Input »
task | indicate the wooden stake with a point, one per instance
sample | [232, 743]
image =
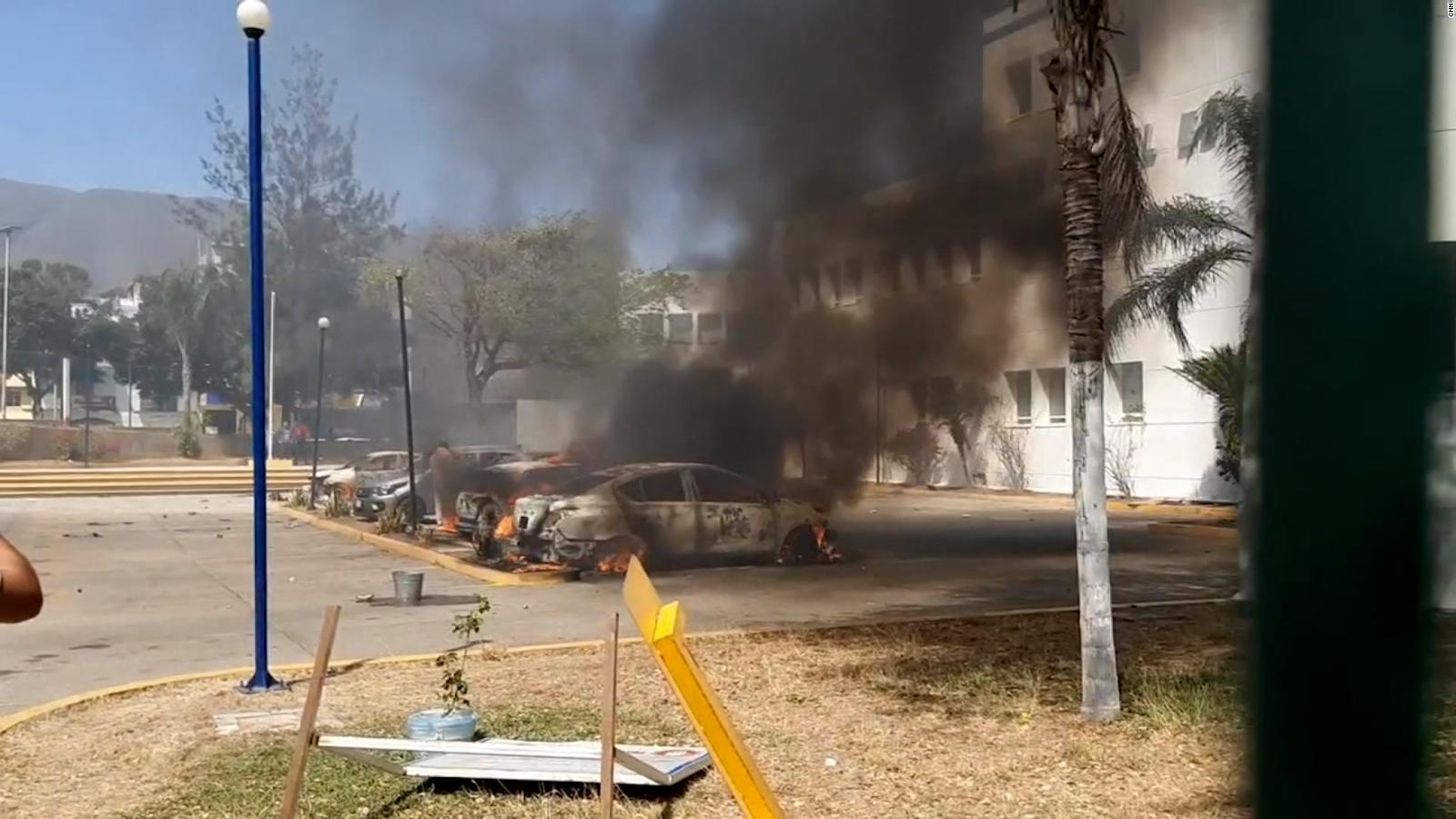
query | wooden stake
[609, 716]
[310, 714]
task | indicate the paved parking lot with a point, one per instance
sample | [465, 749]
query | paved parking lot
[143, 588]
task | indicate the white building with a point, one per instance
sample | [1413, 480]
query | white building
[1172, 57]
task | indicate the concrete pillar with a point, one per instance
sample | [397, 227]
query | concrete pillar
[1443, 232]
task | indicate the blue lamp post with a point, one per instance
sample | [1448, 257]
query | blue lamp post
[254, 18]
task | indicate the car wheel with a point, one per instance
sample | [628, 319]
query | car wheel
[487, 547]
[800, 547]
[616, 554]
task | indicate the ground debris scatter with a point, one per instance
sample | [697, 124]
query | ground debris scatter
[939, 720]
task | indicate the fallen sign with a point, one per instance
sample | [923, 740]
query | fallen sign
[509, 760]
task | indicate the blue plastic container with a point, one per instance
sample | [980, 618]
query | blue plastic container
[436, 724]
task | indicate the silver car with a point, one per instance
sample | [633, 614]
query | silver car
[667, 513]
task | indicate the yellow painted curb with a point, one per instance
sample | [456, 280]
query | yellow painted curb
[36, 712]
[411, 551]
[1194, 530]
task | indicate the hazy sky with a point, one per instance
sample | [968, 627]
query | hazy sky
[113, 94]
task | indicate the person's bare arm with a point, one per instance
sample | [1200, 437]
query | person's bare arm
[19, 588]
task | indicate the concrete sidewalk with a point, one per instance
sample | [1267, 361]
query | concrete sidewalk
[145, 588]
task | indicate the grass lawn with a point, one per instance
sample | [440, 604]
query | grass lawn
[925, 720]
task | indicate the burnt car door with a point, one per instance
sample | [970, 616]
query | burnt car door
[734, 516]
[660, 511]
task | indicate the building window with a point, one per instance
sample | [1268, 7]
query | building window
[679, 329]
[1187, 127]
[888, 271]
[854, 280]
[650, 329]
[1019, 385]
[1055, 383]
[1127, 378]
[711, 329]
[1018, 76]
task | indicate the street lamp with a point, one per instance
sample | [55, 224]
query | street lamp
[318, 416]
[5, 325]
[410, 409]
[254, 19]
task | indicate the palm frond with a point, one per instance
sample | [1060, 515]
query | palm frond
[1229, 124]
[1220, 372]
[1165, 295]
[1186, 223]
[1126, 197]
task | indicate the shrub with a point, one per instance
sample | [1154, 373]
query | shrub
[917, 450]
[1009, 446]
[189, 445]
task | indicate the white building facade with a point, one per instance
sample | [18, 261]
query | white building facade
[1174, 55]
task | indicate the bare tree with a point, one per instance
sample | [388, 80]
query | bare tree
[1009, 446]
[1121, 458]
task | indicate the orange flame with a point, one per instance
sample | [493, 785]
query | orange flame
[506, 530]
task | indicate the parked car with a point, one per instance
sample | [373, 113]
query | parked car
[484, 506]
[666, 513]
[380, 493]
[349, 475]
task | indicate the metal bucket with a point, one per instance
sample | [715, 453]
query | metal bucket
[408, 586]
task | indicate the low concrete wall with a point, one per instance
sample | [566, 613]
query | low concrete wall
[29, 440]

Exercise » Pictures stay out. Everything else in the listing gets printed exactly.

Response for this exercise »
task | indicate the wooden stake with a point, one per instance
sample | [232, 743]
image =
query | wooden stake
[609, 716]
[310, 714]
task | indicate the paved parking lot with a point, one per instance
sample | [465, 749]
query | paved parking lot
[143, 588]
task | indicate the white building with a point, one per instance
sample | [1413, 480]
query | white building
[1172, 57]
task | indicate the concrete pillar with a point, one per instance
sample | [397, 227]
query | concrete pillar
[1443, 232]
task | indicate the blue lamp post with a point, one per instance
sample | [1448, 257]
query | blue lamp post
[254, 18]
task | indicate the car wheel with a point, one per instance
sample | [628, 319]
query | car wheel
[487, 547]
[800, 547]
[616, 554]
task | indicate the ground debris scatter with a point, one per instance
sample | [697, 124]
query | ground debris scatter
[939, 720]
task | indicate the fallen sign with a point, one per instance
sample | [923, 740]
query | fallen sign
[509, 760]
task | indicate the blue plastic container with a point, one per instance
sample | [980, 618]
query | blue plastic container
[436, 724]
task | indicate the silver car with a point, one per instance
sample | [633, 614]
query | silver car
[667, 513]
task | indicate the yellow painted curb with a point, one per instance
sample | [456, 280]
query | yellow painted curb
[36, 712]
[411, 551]
[1194, 530]
task | indicate the hazy sky with a point, one per instance
sample | [968, 627]
query | hazy sky
[113, 94]
task | indicate the person's bare arm with a point, one per instance
sample | [1200, 437]
query | person's bare arm
[19, 588]
task | indicate the concrete sidewalk with a point, one per instance
sample | [1267, 361]
query | concrete sidewalk
[145, 588]
task | indicate the grass lawn with a point, one per instance
sample | [440, 604]
query | grass lawn
[925, 720]
task | indicate the burnt car door with a point, one per instance
sample | [970, 616]
query | burnt car door
[734, 516]
[660, 511]
task | indicate the building window with a point, one per instance
sample | [1268, 7]
query | building window
[679, 329]
[1187, 127]
[888, 271]
[854, 280]
[650, 329]
[1019, 385]
[1055, 383]
[1127, 378]
[711, 329]
[1018, 76]
task | indicate the street lamp with a point, one per instance
sample | [55, 224]
query | street lamp
[318, 416]
[5, 325]
[410, 409]
[254, 19]
task | indicate the palm frond with a point, one per instance
sample | [1060, 515]
query | palm frond
[1229, 124]
[1220, 372]
[1165, 295]
[1186, 223]
[1126, 197]
task | indicate the shrub with a point, one per instance
sample | [1154, 373]
query | shrub
[917, 450]
[1009, 446]
[189, 445]
task | indicate the white building facade with a point, one per instance
sample | [18, 261]
query | white building facade
[1174, 55]
task | indicate the bare tree with a point, one per instance
sample | [388, 80]
query | bare tree
[1009, 446]
[1121, 458]
task | indicate the orange flame with a point, one per instance
sample | [493, 785]
query | orange flame
[506, 530]
task | indicate the parked car with a point, one per instance
sample | [373, 113]
query | parked car
[484, 506]
[666, 513]
[380, 493]
[349, 475]
task | indicate the metal bucket with a point, one per instance
sample | [715, 453]
query | metal bucket
[408, 586]
task | indicate the low concrete wall with a point, one per instance
sample | [566, 613]
query | low concrete wall
[29, 440]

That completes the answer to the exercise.